By Ahmed Shehu
Rule of law entails that individuals and organisations no matter how highly placed and how sacred, obey the law, and obedience to the law can more effectively be ascertained by how these institutions and individuals treat the pronouncements that come from courts and judicial officers.
Any nation that degrades to the point where pronouncements by the judiciary are treated with levity or outright disdain, has lost its claims to democracy and rule of law, and when there is an absence of rule of law, nations hang on the edges of anarchy.
The essence of the judiciary is to provide the people, no matter how lowly placed on the rungs of the society or how much suspected to have committed a crime by the system, with a solid hope of seeking redress and proving their innocence. Part of the dangers of disobeying court orders is that you leave the people with an option to resort to self-help and distrust the potency of judicial intervention.
I am not one of those who admire Godwin Emefiele, the suspended governor of the Central Bank of Nigeria (CBN). If I had any admiration for him, it would be for that gentleman who rose from the ranks in the private sector to build and stabilize one of the biggest financial institutions in Africa, the Zenith Bank.
But, as the governor of the Central Bank of Nigeria, I have my reservations about his style, even though I am not a finance specialist and lacks the expertise to appreciate the peculiar circumstances under which he worked. All I know is that under him, our foreign exchange became a pathetic comedy, where our Naira became some low value piece of paper and inflation hit the rooftop.
I was also a victim of his badly applied, but apparently well-conceived Naira swap and cashless policies. But, my personal reservations about him and the fact that I am a victim of his monetary policies would not make me look the other way, while our entire institution is brought to ridicule in an apparent bid to get even with him.
──────
__Requirement A__
In the records, repeat the lines word for word. Begin at the line that contains "Return the polygon of every instance of the silver-green" and stop after the line that contains "246 417 L 241".
──────
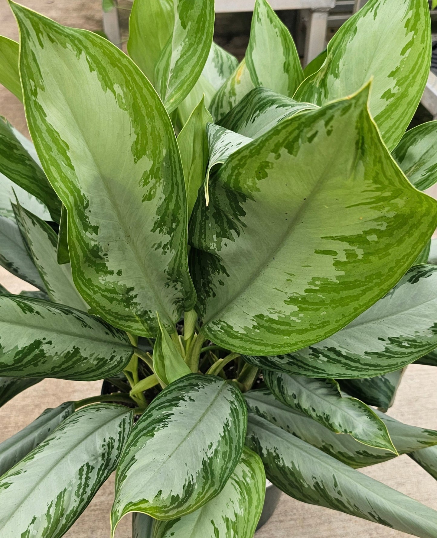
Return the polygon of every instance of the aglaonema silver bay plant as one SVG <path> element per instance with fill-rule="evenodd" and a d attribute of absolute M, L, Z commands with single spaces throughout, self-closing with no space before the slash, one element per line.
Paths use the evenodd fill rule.
<path fill-rule="evenodd" d="M 428 3 L 369 0 L 304 70 L 265 0 L 240 63 L 213 4 L 135 0 L 126 55 L 10 3 L 33 144 L 2 119 L 0 263 L 37 291 L 2 289 L 0 404 L 105 381 L 0 444 L 0 535 L 63 536 L 116 470 L 113 535 L 134 513 L 136 538 L 252 538 L 267 477 L 435 538 L 357 470 L 437 478 L 437 431 L 386 414 L 437 364 L 437 124 L 406 131 Z"/>

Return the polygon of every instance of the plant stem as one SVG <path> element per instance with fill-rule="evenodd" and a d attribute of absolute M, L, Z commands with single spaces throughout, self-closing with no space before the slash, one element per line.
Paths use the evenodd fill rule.
<path fill-rule="evenodd" d="M 152 373 L 151 376 L 149 376 L 148 377 L 144 378 L 144 379 L 142 379 L 133 386 L 130 394 L 131 395 L 139 394 L 140 392 L 142 393 L 144 391 L 147 391 L 149 388 L 151 388 L 152 387 L 159 384 L 159 380 L 158 378 L 154 373 Z"/>
<path fill-rule="evenodd" d="M 235 380 L 240 385 L 242 392 L 246 392 L 252 388 L 255 380 L 258 377 L 259 369 L 246 363 L 241 369 L 240 375 Z"/>
<path fill-rule="evenodd" d="M 144 360 L 152 372 L 155 371 L 153 369 L 153 359 L 148 351 L 143 351 L 142 350 L 140 349 L 139 348 L 135 348 L 134 350 L 134 352 L 137 357 L 139 357 L 142 360 Z"/>
<path fill-rule="evenodd" d="M 97 404 L 99 402 L 124 402 L 126 404 L 133 404 L 132 398 L 127 393 L 114 392 L 112 394 L 99 394 L 98 396 L 91 396 L 83 400 L 78 400 L 74 402 L 74 409 L 82 407 L 89 404 Z"/>
<path fill-rule="evenodd" d="M 131 388 L 133 388 L 136 385 L 138 384 L 140 381 L 140 378 L 138 376 L 138 355 L 136 353 L 134 353 L 132 356 L 130 362 L 123 372 L 127 378 Z M 130 373 L 132 374 L 131 376 L 130 376 Z M 142 392 L 140 392 L 136 395 L 134 395 L 131 393 L 130 395 L 132 399 L 138 405 L 143 406 L 147 405 L 147 401 Z"/>
<path fill-rule="evenodd" d="M 188 350 L 185 362 L 190 367 L 192 372 L 197 372 L 199 370 L 199 359 L 202 349 L 202 344 L 205 342 L 205 336 L 199 332 L 197 337 L 192 343 L 191 348 Z"/>
<path fill-rule="evenodd" d="M 227 355 L 225 357 L 224 357 L 224 358 L 219 359 L 216 363 L 214 363 L 207 371 L 206 374 L 217 376 L 217 374 L 223 370 L 228 363 L 230 363 L 231 360 L 234 360 L 235 359 L 238 358 L 239 356 L 239 353 L 230 353 L 229 355 Z"/>

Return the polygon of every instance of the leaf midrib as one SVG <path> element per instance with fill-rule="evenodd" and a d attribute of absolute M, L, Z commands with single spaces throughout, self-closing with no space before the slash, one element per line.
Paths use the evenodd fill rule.
<path fill-rule="evenodd" d="M 68 30 L 71 30 L 72 29 L 68 29 Z M 80 30 L 77 30 L 76 31 L 79 34 L 80 36 L 82 36 L 82 32 L 81 32 Z M 84 31 L 87 32 L 87 31 Z M 89 32 L 87 32 L 87 34 L 88 34 L 88 33 L 89 33 Z M 75 32 L 73 32 L 73 35 L 74 35 L 74 33 L 75 33 Z M 32 48 L 33 49 L 33 48 L 31 46 L 31 48 Z M 95 67 L 95 66 L 94 66 L 94 67 Z M 111 205 L 113 206 L 113 208 L 114 209 L 114 213 L 115 214 L 115 215 L 117 216 L 119 224 L 120 225 L 120 228 L 121 228 L 122 231 L 123 232 L 123 235 L 124 236 L 124 240 L 125 240 L 125 243 L 126 244 L 127 244 L 127 245 L 129 245 L 129 249 L 131 251 L 131 252 L 133 253 L 133 254 L 134 254 L 134 257 L 135 260 L 136 260 L 137 266 L 140 268 L 140 273 L 141 273 L 142 274 L 142 275 L 143 275 L 143 278 L 144 278 L 144 280 L 145 280 L 146 282 L 147 282 L 148 284 L 149 285 L 149 286 L 148 286 L 149 289 L 148 289 L 148 291 L 149 291 L 149 290 L 151 290 L 152 291 L 152 292 L 153 293 L 154 296 L 155 297 L 155 300 L 156 300 L 156 302 L 158 304 L 159 304 L 159 305 L 161 305 L 161 307 L 162 308 L 163 311 L 165 313 L 165 314 L 167 316 L 167 317 L 168 317 L 168 318 L 169 319 L 171 319 L 171 316 L 169 315 L 169 313 L 167 312 L 167 308 L 165 308 L 165 307 L 164 307 L 164 305 L 162 303 L 161 296 L 159 295 L 158 295 L 158 294 L 156 294 L 156 291 L 155 291 L 155 286 L 154 286 L 154 285 L 150 285 L 151 284 L 151 282 L 150 279 L 148 277 L 147 272 L 146 271 L 145 267 L 143 266 L 143 264 L 141 263 L 141 259 L 140 258 L 139 256 L 138 256 L 138 253 L 137 252 L 136 249 L 134 249 L 133 248 L 133 244 L 132 244 L 130 240 L 128 240 L 128 237 L 131 237 L 131 234 L 128 234 L 127 233 L 127 230 L 126 230 L 126 223 L 125 223 L 125 222 L 124 222 L 124 221 L 123 220 L 121 219 L 121 214 L 120 214 L 120 211 L 119 210 L 119 209 L 117 207 L 117 206 L 116 205 L 114 205 L 114 202 L 113 202 L 113 196 L 111 195 L 110 190 L 109 189 L 109 187 L 108 187 L 108 186 L 106 185 L 106 181 L 105 181 L 106 176 L 105 175 L 102 174 L 102 173 L 101 173 L 101 170 L 100 169 L 100 164 L 98 162 L 98 161 L 96 160 L 95 155 L 94 154 L 94 152 L 91 151 L 91 148 L 90 147 L 90 146 L 89 146 L 89 144 L 88 143 L 87 138 L 85 136 L 85 134 L 83 130 L 82 129 L 81 126 L 79 124 L 79 123 L 78 123 L 78 121 L 77 121 L 77 117 L 76 117 L 76 115 L 73 112 L 73 110 L 72 109 L 71 107 L 70 106 L 70 103 L 67 101 L 66 98 L 64 97 L 64 93 L 63 93 L 62 89 L 61 89 L 60 86 L 59 86 L 59 83 L 58 82 L 58 80 L 57 80 L 57 78 L 56 77 L 53 77 L 53 81 L 54 81 L 54 83 L 58 86 L 58 89 L 59 90 L 60 95 L 62 96 L 63 101 L 64 102 L 64 104 L 65 104 L 65 105 L 66 106 L 66 107 L 68 108 L 68 110 L 70 111 L 70 114 L 71 114 L 71 117 L 72 117 L 72 118 L 73 119 L 74 119 L 74 123 L 75 124 L 76 126 L 78 128 L 78 130 L 80 133 L 82 139 L 83 140 L 83 141 L 84 141 L 84 143 L 85 143 L 85 144 L 87 148 L 88 149 L 89 155 L 91 157 L 91 158 L 92 159 L 94 165 L 96 167 L 96 170 L 97 172 L 99 174 L 99 178 L 101 180 L 101 184 L 103 185 L 103 188 L 105 188 L 105 190 L 107 192 L 107 194 L 108 195 L 108 199 L 109 202 L 110 202 Z M 108 90 L 107 91 L 109 91 L 109 90 Z M 128 115 L 129 116 L 129 122 L 130 122 L 130 116 L 129 114 L 128 114 Z M 61 139 L 64 140 L 64 139 Z M 77 173 L 76 172 L 75 168 L 74 167 L 74 165 L 73 165 L 73 169 L 74 169 L 74 176 L 77 179 L 77 180 L 79 180 L 79 176 L 78 175 L 78 174 L 77 174 Z M 55 180 L 55 181 L 56 181 L 56 180 Z M 71 188 L 68 188 L 69 187 L 68 182 L 67 182 L 67 184 L 66 184 L 66 190 L 68 190 L 70 196 L 71 197 L 72 200 L 73 200 L 73 199 L 74 197 L 72 195 Z M 77 186 L 79 186 L 78 182 L 77 181 L 75 182 L 75 184 L 76 184 L 76 185 Z M 74 210 L 74 202 L 73 202 L 72 204 L 73 206 L 73 210 Z M 66 206 L 67 206 L 67 203 L 64 203 L 64 205 L 65 205 Z M 68 204 L 68 205 L 70 205 L 70 204 Z M 75 224 L 75 223 L 76 223 L 75 222 L 74 223 L 74 224 Z M 93 301 L 93 302 L 94 302 L 94 301 Z M 126 307 L 125 307 L 125 308 L 126 308 Z M 135 316 L 135 317 L 136 318 L 136 319 L 137 320 L 137 321 L 140 323 L 140 324 L 142 326 L 144 327 L 145 328 L 147 328 L 147 327 L 145 327 L 144 323 L 143 323 L 143 321 L 142 320 L 141 318 L 138 315 L 138 314 L 136 313 L 136 312 L 135 310 L 130 309 L 128 309 L 128 308 L 126 308 L 126 309 L 127 310 L 129 313 L 130 313 L 132 315 L 133 315 Z"/>
<path fill-rule="evenodd" d="M 293 117 L 292 117 L 292 118 L 293 118 Z M 260 137 L 260 138 L 257 139 L 257 143 L 259 144 L 261 140 L 262 140 L 262 137 Z M 246 147 L 246 146 L 244 146 L 241 149 L 244 149 L 244 148 Z M 236 299 L 242 295 L 243 293 L 246 292 L 249 288 L 253 286 L 254 284 L 258 281 L 258 278 L 261 273 L 268 265 L 270 265 L 272 261 L 272 258 L 274 257 L 274 255 L 275 255 L 279 251 L 284 247 L 284 243 L 286 242 L 286 240 L 293 233 L 295 229 L 296 228 L 295 224 L 297 221 L 300 218 L 303 214 L 304 214 L 305 212 L 307 210 L 308 204 L 310 201 L 312 201 L 314 195 L 316 193 L 318 193 L 320 186 L 322 185 L 327 181 L 327 178 L 329 176 L 328 174 L 326 173 L 326 171 L 327 170 L 329 169 L 331 167 L 332 162 L 336 161 L 338 153 L 336 151 L 334 151 L 332 150 L 331 154 L 331 159 L 327 164 L 323 173 L 320 174 L 318 179 L 313 185 L 310 192 L 307 195 L 306 199 L 302 201 L 302 203 L 301 204 L 293 218 L 291 220 L 289 224 L 286 229 L 284 233 L 282 233 L 280 237 L 279 240 L 276 246 L 273 245 L 274 247 L 267 252 L 267 255 L 266 256 L 264 261 L 262 263 L 260 264 L 260 265 L 256 268 L 256 270 L 250 274 L 248 278 L 246 278 L 245 285 L 237 291 L 232 298 L 230 298 L 230 299 L 227 301 L 226 304 L 224 304 L 224 305 L 215 313 L 211 314 L 209 318 L 204 321 L 204 325 L 207 325 L 212 321 L 215 321 L 216 322 L 220 322 L 220 320 L 218 318 L 219 316 L 222 314 L 223 312 L 225 312 L 226 310 L 232 308 L 233 306 L 233 304 Z M 358 151 L 356 149 L 355 159 L 353 161 L 353 164 L 355 164 L 355 161 L 357 158 Z M 352 168 L 352 170 L 349 173 L 349 176 L 352 175 L 353 173 L 353 168 Z"/>
<path fill-rule="evenodd" d="M 126 413 L 126 412 L 124 411 L 124 410 L 123 410 L 123 413 Z M 120 412 L 120 414 L 117 415 L 116 416 L 112 416 L 110 419 L 109 419 L 107 421 L 106 421 L 106 422 L 104 422 L 103 424 L 102 424 L 101 426 L 100 426 L 98 428 L 96 428 L 95 430 L 93 430 L 92 431 L 91 431 L 89 433 L 87 434 L 85 437 L 81 437 L 80 438 L 80 440 L 79 441 L 78 441 L 77 443 L 76 443 L 75 444 L 74 444 L 72 447 L 70 447 L 70 448 L 68 448 L 68 452 L 71 452 L 73 450 L 75 450 L 75 449 L 76 449 L 80 444 L 82 444 L 82 443 L 85 443 L 85 441 L 87 440 L 87 439 L 88 438 L 88 437 L 90 437 L 92 435 L 94 435 L 94 434 L 96 434 L 100 430 L 102 429 L 102 428 L 103 428 L 104 427 L 105 427 L 108 424 L 109 424 L 109 422 L 112 422 L 114 420 L 115 420 L 117 418 L 119 418 L 119 417 L 121 415 L 121 414 L 122 414 L 122 413 Z M 71 416 L 74 416 L 74 414 L 73 413 Z M 45 440 L 46 441 L 47 440 L 46 439 Z M 44 442 L 44 441 L 43 441 L 43 442 Z M 34 450 L 37 450 L 38 448 L 38 447 L 37 447 L 36 449 L 34 449 Z M 115 449 L 113 449 L 113 450 L 115 450 Z M 38 480 L 37 481 L 37 482 L 33 485 L 33 489 L 31 492 L 30 495 L 31 495 L 32 493 L 34 493 L 36 491 L 37 487 L 40 485 L 41 483 L 45 478 L 46 478 L 48 476 L 49 476 L 51 474 L 52 474 L 52 473 L 53 472 L 53 471 L 54 471 L 56 470 L 56 468 L 57 465 L 58 465 L 59 464 L 59 462 L 62 459 L 64 459 L 64 458 L 65 457 L 65 456 L 67 454 L 67 452 L 66 452 L 65 451 L 63 451 L 61 452 L 61 455 L 59 456 L 59 457 L 58 458 L 57 458 L 55 460 L 54 462 L 52 463 L 52 466 L 50 468 L 50 469 L 48 470 L 48 472 L 46 474 L 45 474 L 43 476 L 41 476 L 40 478 L 39 478 L 38 479 Z M 26 457 L 25 456 L 25 457 Z M 84 463 L 87 463 L 87 462 L 85 462 Z M 18 463 L 17 464 L 18 465 L 19 463 Z M 15 466 L 14 465 L 14 467 Z M 14 467 L 11 468 L 11 469 L 13 469 L 14 468 Z M 7 472 L 9 472 L 9 471 L 7 471 Z M 2 477 L 2 480 L 4 479 L 4 478 L 5 478 L 4 476 L 3 477 Z M 13 477 L 12 478 L 13 478 Z M 13 482 L 14 484 L 15 484 L 16 483 L 17 483 L 16 482 Z M 23 505 L 23 501 L 24 501 L 24 500 L 26 498 L 29 497 L 30 496 L 30 495 L 29 494 L 29 492 L 27 490 L 25 491 L 25 495 L 24 495 L 24 498 L 23 497 L 22 497 L 21 500 L 19 501 L 19 504 L 18 504 L 18 503 L 16 504 L 16 505 L 14 506 L 14 508 L 13 508 L 13 509 L 11 514 L 8 516 L 8 519 L 6 519 L 5 520 L 5 521 L 4 522 L 5 525 L 8 521 L 10 521 L 11 518 L 12 518 L 13 516 L 13 515 L 17 513 L 17 512 L 18 511 L 18 509 L 20 508 L 21 508 L 21 507 L 22 507 L 22 506 Z"/>

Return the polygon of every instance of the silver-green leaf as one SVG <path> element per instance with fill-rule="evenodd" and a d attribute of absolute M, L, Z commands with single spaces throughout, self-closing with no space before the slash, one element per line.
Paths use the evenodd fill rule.
<path fill-rule="evenodd" d="M 432 187 L 437 182 L 437 121 L 407 131 L 392 154 L 417 189 Z"/>
<path fill-rule="evenodd" d="M 291 97 L 303 80 L 293 38 L 266 0 L 255 2 L 246 61 L 255 86 Z"/>
<path fill-rule="evenodd" d="M 88 305 L 76 289 L 70 264 L 58 263 L 58 237 L 55 232 L 30 211 L 20 207 L 15 208 L 19 227 L 50 299 L 87 312 Z"/>
<path fill-rule="evenodd" d="M 12 125 L 0 117 L 0 172 L 45 204 L 59 222 L 61 202 L 39 164 L 17 138 Z M 42 205 L 42 204 L 41 204 Z"/>
<path fill-rule="evenodd" d="M 247 445 L 267 478 L 288 495 L 421 538 L 437 534 L 437 511 L 250 414 Z"/>
<path fill-rule="evenodd" d="M 0 478 L 2 536 L 60 538 L 115 469 L 131 410 L 100 404 L 73 413 Z"/>
<path fill-rule="evenodd" d="M 248 355 L 319 342 L 389 292 L 429 239 L 437 202 L 382 144 L 369 91 L 283 120 L 228 158 L 209 207 L 198 200 L 191 274 L 212 341 Z M 315 363 L 305 374 L 336 377 L 323 367 L 313 375 Z M 374 375 L 390 370 L 380 363 Z M 372 374 L 352 366 L 357 377 Z M 348 370 L 338 377 L 353 377 Z"/>
<path fill-rule="evenodd" d="M 245 447 L 241 459 L 217 497 L 178 519 L 155 520 L 153 538 L 253 538 L 265 493 L 262 462 L 257 454 Z"/>
<path fill-rule="evenodd" d="M 20 45 L 16 41 L 0 36 L 0 84 L 23 101 L 18 53 Z"/>
<path fill-rule="evenodd" d="M 246 417 L 241 393 L 214 376 L 190 374 L 160 393 L 120 461 L 112 536 L 129 512 L 173 519 L 219 493 L 240 460 Z"/>
<path fill-rule="evenodd" d="M 397 457 L 391 451 L 365 447 L 350 435 L 334 433 L 308 415 L 281 404 L 268 389 L 249 391 L 244 396 L 250 413 L 351 467 L 358 469 L 373 465 Z M 404 424 L 384 413 L 375 412 L 387 427 L 398 454 L 405 454 L 437 444 L 437 431 Z"/>
<path fill-rule="evenodd" d="M 46 409 L 28 426 L 0 443 L 0 476 L 41 443 L 74 411 L 73 402 Z"/>
<path fill-rule="evenodd" d="M 154 337 L 157 310 L 172 330 L 195 294 L 168 115 L 140 69 L 108 41 L 12 7 L 29 130 L 67 210 L 78 289 L 125 330 Z"/>
<path fill-rule="evenodd" d="M 0 295 L 0 376 L 91 381 L 115 375 L 133 348 L 126 333 L 84 312 Z"/>
<path fill-rule="evenodd" d="M 343 396 L 334 379 L 315 379 L 265 370 L 266 383 L 286 405 L 320 422 L 336 434 L 396 454 L 387 427 L 374 411 L 359 400 Z"/>
<path fill-rule="evenodd" d="M 44 289 L 44 283 L 23 240 L 17 223 L 1 215 L 0 265 L 18 278 Z"/>
<path fill-rule="evenodd" d="M 254 88 L 246 60 L 243 59 L 211 101 L 210 112 L 214 121 L 219 122 Z"/>
<path fill-rule="evenodd" d="M 389 372 L 383 376 L 356 379 L 340 379 L 342 390 L 359 398 L 368 405 L 387 410 L 394 401 L 396 391 L 405 368 Z"/>
<path fill-rule="evenodd" d="M 369 0 L 329 41 L 324 63 L 295 98 L 322 105 L 357 91 L 373 77 L 370 112 L 392 150 L 426 84 L 431 26 L 427 0 Z"/>
<path fill-rule="evenodd" d="M 268 90 L 255 88 L 220 121 L 220 125 L 249 138 L 258 138 L 286 118 L 317 107 L 300 103 Z"/>
<path fill-rule="evenodd" d="M 437 266 L 412 267 L 383 299 L 329 338 L 293 353 L 246 359 L 314 377 L 373 377 L 400 370 L 437 347 Z"/>
<path fill-rule="evenodd" d="M 42 381 L 42 377 L 0 377 L 0 407 L 26 388 Z"/>
<path fill-rule="evenodd" d="M 174 7 L 173 32 L 155 68 L 155 86 L 169 113 L 200 76 L 214 31 L 213 0 L 174 0 Z"/>
<path fill-rule="evenodd" d="M 153 347 L 153 369 L 156 376 L 165 385 L 191 373 L 182 358 L 179 350 L 170 335 L 162 327 L 159 317 L 159 330 Z"/>

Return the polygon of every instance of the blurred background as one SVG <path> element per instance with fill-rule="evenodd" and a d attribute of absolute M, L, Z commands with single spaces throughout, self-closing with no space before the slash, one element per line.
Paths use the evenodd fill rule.
<path fill-rule="evenodd" d="M 129 0 L 20 0 L 20 3 L 62 24 L 106 35 L 126 52 Z M 272 0 L 271 5 L 290 30 L 303 63 L 321 52 L 338 29 L 360 7 L 359 0 Z M 249 40 L 253 0 L 216 0 L 214 40 L 241 60 Z M 288 8 L 289 9 L 285 9 Z M 294 8 L 294 9 L 292 9 Z M 433 40 L 437 41 L 437 10 L 431 11 Z M 434 20 L 435 19 L 435 20 Z M 0 0 L 0 34 L 18 40 L 16 24 L 7 0 Z M 389 38 L 389 37 L 387 37 Z M 437 51 L 436 52 L 437 54 Z M 437 116 L 437 58 L 422 103 L 411 126 Z M 21 102 L 0 86 L 0 115 L 29 137 Z M 436 117 L 437 119 L 437 117 Z M 437 198 L 437 186 L 428 192 Z M 0 267 L 0 282 L 13 293 L 34 289 Z M 408 424 L 437 429 L 437 369 L 410 365 L 389 414 Z M 47 407 L 63 401 L 99 394 L 101 381 L 85 383 L 45 379 L 0 408 L 0 442 L 34 420 Z M 406 455 L 362 470 L 365 474 L 437 509 L 437 482 Z M 67 533 L 68 538 L 107 538 L 113 499 L 113 477 L 101 489 L 84 514 Z M 131 520 L 126 516 L 116 538 L 130 538 Z M 407 535 L 327 508 L 299 502 L 282 494 L 270 521 L 255 538 L 401 538 Z"/>

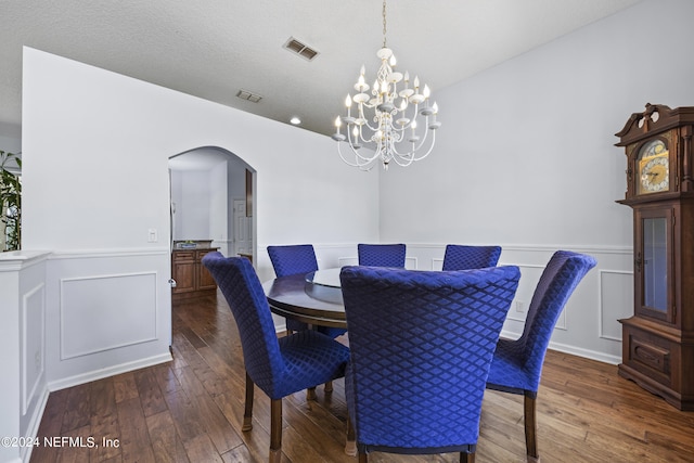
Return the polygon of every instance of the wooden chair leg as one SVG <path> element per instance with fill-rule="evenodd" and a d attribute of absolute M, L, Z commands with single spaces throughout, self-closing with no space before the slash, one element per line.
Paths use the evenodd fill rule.
<path fill-rule="evenodd" d="M 246 372 L 246 406 L 243 411 L 243 425 L 241 426 L 241 430 L 250 430 L 253 429 L 253 390 L 255 385 L 253 384 L 253 380 L 248 376 L 248 372 Z"/>
<path fill-rule="evenodd" d="M 528 454 L 528 462 L 539 462 L 538 442 L 536 440 L 537 421 L 536 407 L 537 393 L 525 391 L 523 401 L 523 414 L 525 416 L 525 448 Z"/>
<path fill-rule="evenodd" d="M 280 463 L 282 458 L 282 399 L 270 403 L 270 463 Z"/>
<path fill-rule="evenodd" d="M 306 389 L 306 400 L 316 400 L 316 388 L 309 387 Z"/>
<path fill-rule="evenodd" d="M 357 456 L 357 440 L 355 439 L 355 426 L 347 415 L 347 439 L 345 442 L 345 453 L 349 456 Z"/>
──────
__Requirement B__
In the opinion piece on rule of law, which financial institution does the writer say Godwin Emefiele helped build and stabilize in the private sector?

__Full solution A__
Return the polygon of every instance of the silver-green leaf as one SVG <path> element per instance with fill-rule="evenodd" and a d attribute of absolute M, L, Z commands with single spaces throughout, self-closing with no space before the slash, one element per line.
Paths use the evenodd fill rule.
<path fill-rule="evenodd" d="M 432 187 L 437 182 L 437 121 L 407 131 L 392 154 L 417 189 Z"/>
<path fill-rule="evenodd" d="M 291 97 L 303 80 L 293 38 L 266 0 L 255 2 L 246 61 L 255 86 Z"/>
<path fill-rule="evenodd" d="M 88 305 L 76 289 L 70 264 L 58 263 L 58 237 L 55 232 L 30 211 L 20 207 L 15 208 L 19 227 L 50 299 L 87 312 Z"/>
<path fill-rule="evenodd" d="M 12 125 L 0 117 L 0 172 L 45 204 L 59 222 L 61 202 L 39 164 L 17 138 Z M 42 205 L 42 204 L 41 204 Z"/>
<path fill-rule="evenodd" d="M 247 445 L 267 478 L 288 495 L 421 538 L 437 534 L 437 511 L 250 414 Z"/>
<path fill-rule="evenodd" d="M 0 478 L 2 536 L 60 538 L 115 469 L 131 410 L 100 404 L 73 413 Z"/>
<path fill-rule="evenodd" d="M 248 355 L 319 342 L 389 292 L 429 239 L 437 202 L 382 144 L 369 91 L 283 120 L 228 158 L 209 207 L 198 200 L 191 274 L 212 341 Z M 315 363 L 305 374 L 336 377 L 323 367 L 313 375 Z M 374 375 L 390 370 L 380 363 Z M 372 374 L 352 366 L 357 377 Z M 348 370 L 338 377 L 353 377 Z"/>
<path fill-rule="evenodd" d="M 245 447 L 241 459 L 217 497 L 178 519 L 155 520 L 153 538 L 253 538 L 265 493 L 262 462 L 257 454 Z"/>
<path fill-rule="evenodd" d="M 20 45 L 16 41 L 0 36 L 0 84 L 23 101 L 18 53 Z"/>
<path fill-rule="evenodd" d="M 246 417 L 241 393 L 214 376 L 190 374 L 160 393 L 120 461 L 112 536 L 129 512 L 173 519 L 219 493 L 240 460 Z"/>

__Full solution B__
The Zenith Bank.